* _Énoncé 1_
Dans l'extrait de décision du Conseil d'État, recopiez à l'identique le passage qui débute par les mots contenant "Par une requête" et s'achève sur "de justice administrative.".
* _Énoncé 2_
D'après l'extrait de décision du Conseil d'État, quelle somme la société Les jardins d'Iroise de Auch demande-t-elle de mettre à la charge de l'État ?

* _Extrait du texte_
"""
Conseil d'État, 8ème - 3ème chambres réunies, 30/11/2020, 442046

Texte intégral

RÉPUBLIQUE FRANCAISE
AU NOM DU PEUPLE FRANCAIS

Vu la procédure suivante :

Par une requête et un mémoire en réplique, enregistrés les 22 juillet et 2 septembre 2020 au secrétariat du contentieux du Conseil d'Etat, la société Les jardins d'Iroise de Auch demande au Conseil d'Etat :

1°) d'annuler, pour excès de pouvoir, le paragraphe n° 80 des commentaires administratifs publiés au Bulletin officiel des finances publiques (BOFiP) - impôts le 20 septembre 2017 sous la référence BOI-IR-RICI-150-10 ;

2°) de mettre à la charge de l'Etat la somme de 3 000 euros au titre de l'article L. 761-1 du code de justice administrative.
"""
* _Données fournies_
"""
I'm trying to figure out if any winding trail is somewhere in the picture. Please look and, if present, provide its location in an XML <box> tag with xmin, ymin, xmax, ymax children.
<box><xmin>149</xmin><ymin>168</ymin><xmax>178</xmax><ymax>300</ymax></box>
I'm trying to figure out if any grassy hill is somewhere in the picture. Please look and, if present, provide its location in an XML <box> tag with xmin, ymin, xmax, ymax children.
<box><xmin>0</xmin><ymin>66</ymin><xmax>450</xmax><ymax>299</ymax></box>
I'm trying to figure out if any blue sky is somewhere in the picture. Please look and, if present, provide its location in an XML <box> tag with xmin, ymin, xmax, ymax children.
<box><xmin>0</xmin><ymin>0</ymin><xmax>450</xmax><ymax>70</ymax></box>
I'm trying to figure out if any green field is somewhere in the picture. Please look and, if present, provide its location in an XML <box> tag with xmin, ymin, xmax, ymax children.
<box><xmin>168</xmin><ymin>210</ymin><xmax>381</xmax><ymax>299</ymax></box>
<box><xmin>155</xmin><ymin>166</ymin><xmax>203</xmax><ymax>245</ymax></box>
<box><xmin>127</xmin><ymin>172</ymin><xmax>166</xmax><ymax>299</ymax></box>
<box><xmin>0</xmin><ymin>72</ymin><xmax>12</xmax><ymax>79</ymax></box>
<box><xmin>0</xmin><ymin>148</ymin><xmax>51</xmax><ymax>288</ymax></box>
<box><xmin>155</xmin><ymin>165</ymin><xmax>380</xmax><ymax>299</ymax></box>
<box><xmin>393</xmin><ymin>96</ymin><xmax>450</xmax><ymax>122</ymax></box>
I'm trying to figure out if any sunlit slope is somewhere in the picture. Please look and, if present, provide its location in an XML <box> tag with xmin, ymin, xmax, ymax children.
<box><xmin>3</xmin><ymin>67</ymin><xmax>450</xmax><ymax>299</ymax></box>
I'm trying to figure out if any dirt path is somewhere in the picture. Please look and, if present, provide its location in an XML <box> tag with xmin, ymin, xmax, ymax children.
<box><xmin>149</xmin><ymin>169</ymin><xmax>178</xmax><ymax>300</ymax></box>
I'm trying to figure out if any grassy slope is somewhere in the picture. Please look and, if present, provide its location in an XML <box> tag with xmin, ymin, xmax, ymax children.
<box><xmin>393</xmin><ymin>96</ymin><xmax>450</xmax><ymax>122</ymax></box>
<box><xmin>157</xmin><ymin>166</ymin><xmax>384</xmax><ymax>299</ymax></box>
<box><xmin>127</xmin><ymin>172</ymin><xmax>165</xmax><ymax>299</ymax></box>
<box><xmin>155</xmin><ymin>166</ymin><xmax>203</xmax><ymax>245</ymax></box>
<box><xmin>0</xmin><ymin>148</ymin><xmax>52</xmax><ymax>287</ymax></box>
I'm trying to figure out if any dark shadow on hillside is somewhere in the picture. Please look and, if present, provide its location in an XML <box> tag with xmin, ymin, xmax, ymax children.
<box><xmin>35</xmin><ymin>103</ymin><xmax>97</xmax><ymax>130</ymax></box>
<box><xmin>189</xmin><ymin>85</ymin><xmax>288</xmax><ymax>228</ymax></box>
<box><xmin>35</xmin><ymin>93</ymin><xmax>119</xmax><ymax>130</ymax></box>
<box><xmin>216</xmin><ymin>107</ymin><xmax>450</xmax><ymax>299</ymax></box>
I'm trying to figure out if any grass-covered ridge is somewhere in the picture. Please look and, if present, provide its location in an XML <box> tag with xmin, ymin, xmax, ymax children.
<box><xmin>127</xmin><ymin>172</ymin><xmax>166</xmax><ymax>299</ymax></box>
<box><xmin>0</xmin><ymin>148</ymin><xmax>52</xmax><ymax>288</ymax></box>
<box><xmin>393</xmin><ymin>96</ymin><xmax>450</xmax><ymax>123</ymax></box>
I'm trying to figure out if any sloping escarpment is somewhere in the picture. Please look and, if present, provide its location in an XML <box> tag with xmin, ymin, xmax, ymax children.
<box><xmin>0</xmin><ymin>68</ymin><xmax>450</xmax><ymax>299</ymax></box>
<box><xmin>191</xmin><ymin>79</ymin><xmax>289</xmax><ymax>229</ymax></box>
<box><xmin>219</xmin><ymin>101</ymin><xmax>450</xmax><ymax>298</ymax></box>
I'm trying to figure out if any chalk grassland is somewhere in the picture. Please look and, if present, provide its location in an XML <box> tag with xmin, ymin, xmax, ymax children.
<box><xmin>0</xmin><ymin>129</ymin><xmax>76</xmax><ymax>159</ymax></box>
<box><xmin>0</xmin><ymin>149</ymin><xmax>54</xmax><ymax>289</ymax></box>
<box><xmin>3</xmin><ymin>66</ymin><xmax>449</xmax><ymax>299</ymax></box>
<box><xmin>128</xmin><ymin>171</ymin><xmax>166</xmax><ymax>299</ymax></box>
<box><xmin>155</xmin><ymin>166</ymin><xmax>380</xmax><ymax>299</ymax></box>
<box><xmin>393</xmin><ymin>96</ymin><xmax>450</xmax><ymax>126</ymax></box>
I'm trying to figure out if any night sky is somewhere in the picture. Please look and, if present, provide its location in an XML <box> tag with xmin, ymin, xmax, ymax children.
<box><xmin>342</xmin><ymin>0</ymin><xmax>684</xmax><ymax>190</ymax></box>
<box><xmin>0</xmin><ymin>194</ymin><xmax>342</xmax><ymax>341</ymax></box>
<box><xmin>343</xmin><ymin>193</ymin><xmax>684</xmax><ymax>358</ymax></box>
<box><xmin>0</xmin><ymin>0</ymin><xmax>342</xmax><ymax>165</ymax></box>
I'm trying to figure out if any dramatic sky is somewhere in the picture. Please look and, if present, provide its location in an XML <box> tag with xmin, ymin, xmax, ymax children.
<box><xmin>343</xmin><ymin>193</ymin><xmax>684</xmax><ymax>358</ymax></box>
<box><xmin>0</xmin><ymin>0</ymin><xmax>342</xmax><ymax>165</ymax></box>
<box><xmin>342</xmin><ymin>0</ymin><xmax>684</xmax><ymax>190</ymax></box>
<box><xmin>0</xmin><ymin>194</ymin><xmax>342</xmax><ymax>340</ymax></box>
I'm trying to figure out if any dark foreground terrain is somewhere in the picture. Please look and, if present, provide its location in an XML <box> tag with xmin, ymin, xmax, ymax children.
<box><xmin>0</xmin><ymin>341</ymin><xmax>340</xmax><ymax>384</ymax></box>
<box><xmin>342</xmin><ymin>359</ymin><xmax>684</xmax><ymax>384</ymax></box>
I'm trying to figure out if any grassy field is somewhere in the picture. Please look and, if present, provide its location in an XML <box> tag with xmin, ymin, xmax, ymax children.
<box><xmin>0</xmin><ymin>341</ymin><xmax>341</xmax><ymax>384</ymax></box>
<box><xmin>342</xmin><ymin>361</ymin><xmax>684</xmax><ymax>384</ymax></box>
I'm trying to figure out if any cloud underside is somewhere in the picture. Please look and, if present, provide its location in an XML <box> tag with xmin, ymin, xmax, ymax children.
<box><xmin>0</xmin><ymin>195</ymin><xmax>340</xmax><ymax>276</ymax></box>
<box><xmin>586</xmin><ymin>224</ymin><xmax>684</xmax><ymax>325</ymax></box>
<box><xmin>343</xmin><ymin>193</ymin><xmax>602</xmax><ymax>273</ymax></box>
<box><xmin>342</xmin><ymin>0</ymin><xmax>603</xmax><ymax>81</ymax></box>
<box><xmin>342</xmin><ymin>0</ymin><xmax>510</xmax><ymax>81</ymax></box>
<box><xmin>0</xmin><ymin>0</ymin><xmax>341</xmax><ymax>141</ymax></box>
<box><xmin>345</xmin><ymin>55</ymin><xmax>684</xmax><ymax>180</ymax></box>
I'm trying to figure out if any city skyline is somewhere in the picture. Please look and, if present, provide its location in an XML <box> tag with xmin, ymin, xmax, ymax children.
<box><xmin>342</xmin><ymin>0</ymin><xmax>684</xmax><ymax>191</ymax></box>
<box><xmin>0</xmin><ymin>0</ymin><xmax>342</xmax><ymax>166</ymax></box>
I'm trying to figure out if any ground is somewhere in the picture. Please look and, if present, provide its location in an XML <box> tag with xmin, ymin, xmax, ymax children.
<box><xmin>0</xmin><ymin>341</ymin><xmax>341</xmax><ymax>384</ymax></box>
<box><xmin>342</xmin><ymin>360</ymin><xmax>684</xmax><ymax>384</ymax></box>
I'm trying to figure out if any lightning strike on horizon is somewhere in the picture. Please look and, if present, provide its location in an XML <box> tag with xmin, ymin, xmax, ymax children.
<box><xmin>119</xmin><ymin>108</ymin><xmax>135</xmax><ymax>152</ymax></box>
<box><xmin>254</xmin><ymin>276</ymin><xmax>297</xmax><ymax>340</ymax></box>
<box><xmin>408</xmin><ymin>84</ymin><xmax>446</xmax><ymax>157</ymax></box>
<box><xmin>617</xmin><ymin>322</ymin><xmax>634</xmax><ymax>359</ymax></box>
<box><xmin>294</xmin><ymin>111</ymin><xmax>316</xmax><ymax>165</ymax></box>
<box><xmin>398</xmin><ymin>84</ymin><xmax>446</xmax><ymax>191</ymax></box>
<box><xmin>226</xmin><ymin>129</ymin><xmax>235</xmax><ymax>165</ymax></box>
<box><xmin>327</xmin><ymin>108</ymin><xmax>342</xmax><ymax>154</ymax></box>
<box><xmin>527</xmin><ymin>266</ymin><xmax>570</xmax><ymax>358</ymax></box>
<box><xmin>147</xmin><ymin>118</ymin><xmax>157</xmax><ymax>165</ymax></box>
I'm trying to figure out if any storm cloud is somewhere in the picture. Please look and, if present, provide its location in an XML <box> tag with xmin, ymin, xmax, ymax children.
"""
* _Corrigé 1_
Par une requête et un mémoire en réplique, enregistrés les 22 juillet et 2 septembre 2020 au secrétariat du contentieux du Conseil d'Etat, la société Les jardins d'Iroise de Auch demande au Conseil d'Etat :

1°) d'annuler, pour excès de pouvoir, le paragraphe n° 80 des commentaires administratifs publiés au Bulletin officiel des finances publiques (BOFiP) - impôts le 20 septembre 2017 sous la référence BOI-IR-RICI-150-10 ;

2°) de mettre à la charge de l'Etat la somme de 3 000 euros au titre de l'article L. 761-1 du code de justice administrative.

* _Corrigé 2_
3 000 euros, au titre de l'article L. 761-1 du code de justice administrative.